■ Requirement ■
Retype the records below word for word and omit any image.

(Dataset entries)
^^^^

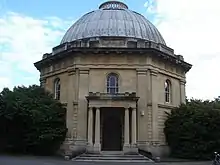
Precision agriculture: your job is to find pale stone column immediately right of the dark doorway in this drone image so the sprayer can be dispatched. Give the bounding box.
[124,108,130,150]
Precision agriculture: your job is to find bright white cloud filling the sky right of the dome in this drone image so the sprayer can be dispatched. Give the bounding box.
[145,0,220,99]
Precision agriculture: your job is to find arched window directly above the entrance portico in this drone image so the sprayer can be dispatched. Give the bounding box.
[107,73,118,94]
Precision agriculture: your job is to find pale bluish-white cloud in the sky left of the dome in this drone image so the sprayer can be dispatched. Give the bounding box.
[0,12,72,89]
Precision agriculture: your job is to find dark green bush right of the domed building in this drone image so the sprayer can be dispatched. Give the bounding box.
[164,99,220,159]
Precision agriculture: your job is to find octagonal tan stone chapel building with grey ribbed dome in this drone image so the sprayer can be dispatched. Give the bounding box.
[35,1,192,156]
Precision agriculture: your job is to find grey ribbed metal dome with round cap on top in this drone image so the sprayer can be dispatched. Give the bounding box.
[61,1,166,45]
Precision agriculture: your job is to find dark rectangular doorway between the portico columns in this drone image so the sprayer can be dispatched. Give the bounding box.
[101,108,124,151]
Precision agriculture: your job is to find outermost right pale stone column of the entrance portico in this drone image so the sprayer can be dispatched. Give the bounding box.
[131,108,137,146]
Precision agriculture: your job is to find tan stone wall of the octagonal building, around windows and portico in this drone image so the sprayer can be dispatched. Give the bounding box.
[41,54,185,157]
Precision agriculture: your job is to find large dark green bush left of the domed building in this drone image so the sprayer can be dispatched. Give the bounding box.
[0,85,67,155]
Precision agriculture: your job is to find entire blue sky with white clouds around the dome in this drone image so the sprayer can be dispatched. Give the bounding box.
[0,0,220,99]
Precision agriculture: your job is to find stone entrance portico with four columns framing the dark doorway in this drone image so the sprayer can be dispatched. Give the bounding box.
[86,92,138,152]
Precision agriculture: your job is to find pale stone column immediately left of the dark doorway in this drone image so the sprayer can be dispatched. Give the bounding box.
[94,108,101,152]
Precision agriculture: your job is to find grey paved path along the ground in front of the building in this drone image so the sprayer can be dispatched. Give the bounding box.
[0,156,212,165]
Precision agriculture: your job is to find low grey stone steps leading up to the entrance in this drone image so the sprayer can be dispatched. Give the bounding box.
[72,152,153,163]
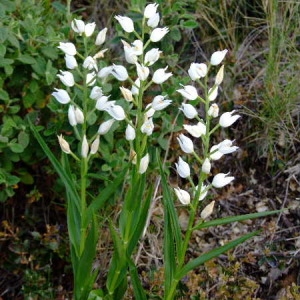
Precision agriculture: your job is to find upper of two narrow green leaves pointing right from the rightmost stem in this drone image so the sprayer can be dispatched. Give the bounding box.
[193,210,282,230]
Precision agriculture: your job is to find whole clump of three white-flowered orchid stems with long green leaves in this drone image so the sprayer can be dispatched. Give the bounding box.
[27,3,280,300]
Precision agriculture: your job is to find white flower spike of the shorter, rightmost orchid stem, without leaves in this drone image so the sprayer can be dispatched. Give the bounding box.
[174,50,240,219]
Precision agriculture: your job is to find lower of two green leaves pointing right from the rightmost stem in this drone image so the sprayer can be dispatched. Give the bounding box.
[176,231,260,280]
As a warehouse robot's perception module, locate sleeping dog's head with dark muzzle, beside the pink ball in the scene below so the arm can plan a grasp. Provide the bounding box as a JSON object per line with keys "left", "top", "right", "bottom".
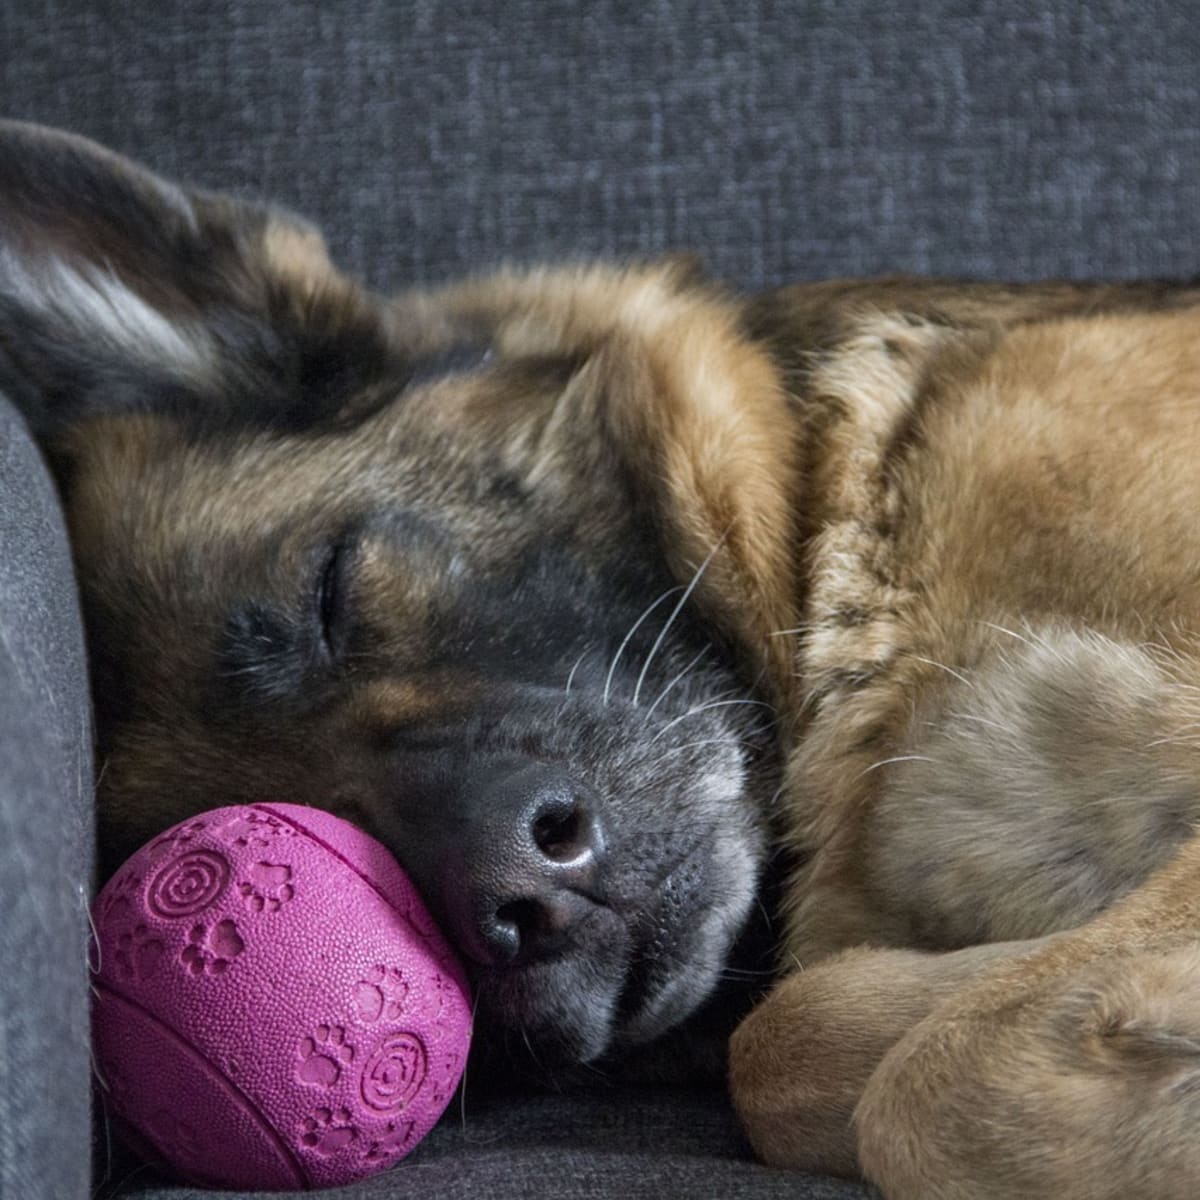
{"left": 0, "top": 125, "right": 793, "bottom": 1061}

^^^^

■ Response ■
Precision agriculture: your job is to find pale stone column immediately right of the dark doorway in this drone image so the sprayer can be dispatched. Give the bounding box.
[124,108,130,150]
Precision agriculture: your job is to find bright white cloud filling the sky right of the dome in this drone image so the sprayer can be dispatched. Give the bounding box.
[145,0,220,99]
Precision agriculture: your job is to find arched window directly above the entrance portico in this drone image so the sprayer can be dispatched. Give the bounding box.
[107,73,118,94]
Precision agriculture: your job is to find pale bluish-white cloud in the sky left of the dome in this drone image so the sprayer can be dispatched. Give the bounding box.
[0,12,72,89]
Precision agriculture: your job is to find dark green bush right of the domed building in this drone image so the sprayer can be dispatched. Give the bounding box.
[164,99,220,159]
Precision agriculture: your job is to find octagonal tan stone chapel building with grey ribbed dome in this drone image so the sprayer can be dispatched. Give the bounding box.
[35,1,192,156]
Precision agriculture: your job is to find grey ribbed metal dome with round cap on top in this drone image so the sprayer can be dispatched. Give the bounding box.
[61,1,166,45]
Precision agriculture: your job is to find dark rectangular doorway between the portico columns in this drone image so the sprayer can be dispatched. Give the bounding box.
[101,108,124,151]
Precision agriculture: your job is to find outermost right pale stone column of the entrance portico in this drone image so the sprayer can be dispatched. Give the bounding box.
[131,108,137,146]
Precision agriculture: your job is to find tan stone wall of the octagonal building, around windows and portico in this drone image so the sprayer can be dispatched. Give the bounding box.
[41,54,185,157]
Precision agriculture: your job is to find large dark green bush left of the domed building in this drone image so the sprayer can be dispatched. Give the bounding box.
[0,85,67,155]
Precision agriculture: your job is to find entire blue sky with white clouds around the dome in this drone image so the sprayer can be dispatched. Give the bounding box.
[0,0,220,99]
Precision agriculture: your job is to find stone entrance portico with four columns framing the dark doorway in this drone image so the sprayer can be dispatched. Give the bounding box.
[86,92,138,152]
Precision agriculture: your job is to find pale stone column immediately left of the dark doorway in this drone image so the sprayer can be dispatched. Give the bounding box.
[94,108,101,152]
Precision agriculture: your job is to find grey paved path along the ground in front of the building in this drone image so the sprayer can be dispatched. Give the bounding box.
[0,156,212,165]
Precision agriculture: your job is to find low grey stone steps leading up to the entrance in this drone image so the sprayer can be dispatched. Give the bounding box.
[72,152,153,163]
Precision agriculture: your job is to find upper of two narrow green leaves pointing right from the rightmost stem in this drone image so the sprayer can be dispatched. Give the bounding box.
[193,210,282,230]
Precision agriculture: your job is to find whole clump of three white-flowered orchid stems with long green leaves in this drone image so the sprayer can be dispatched. Give the bounding box.
[27,3,280,300]
Precision agriculture: your job is to find white flower spike of the shorter, rightmost orchid stem, without leaves in this drone image so the sprayer can be dispatched. Give the bounding box.
[174,50,240,219]
Precision agriculture: your job is to find lower of two green leaves pointing right from the rightmost stem in this drone image so the sprayer can be dispatched. Give the bounding box.
[176,231,260,280]
As a warehouse robot's perception module, locate sleeping dog's head with dark muzzle, beside the pink ball in the scene below so the arm can plan a grasp. Provide the bounding box as a JSON object per line with keys "left", "top", "right", "bottom".
{"left": 0, "top": 125, "right": 793, "bottom": 1061}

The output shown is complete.